Segment Open

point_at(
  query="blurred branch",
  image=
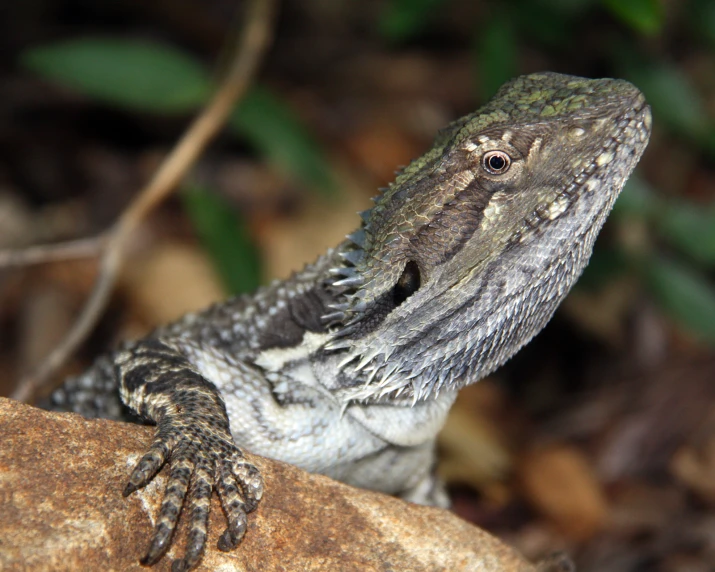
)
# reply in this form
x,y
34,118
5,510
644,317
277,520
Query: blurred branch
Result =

Segment Closed

◆ EXERCISE DIRECTIONS ◆
Scan the records for the string "branch" and show every line that contains it.

◆ EXERCISE ANSWER ◆
  query="blurred branch",
Query: blurred branch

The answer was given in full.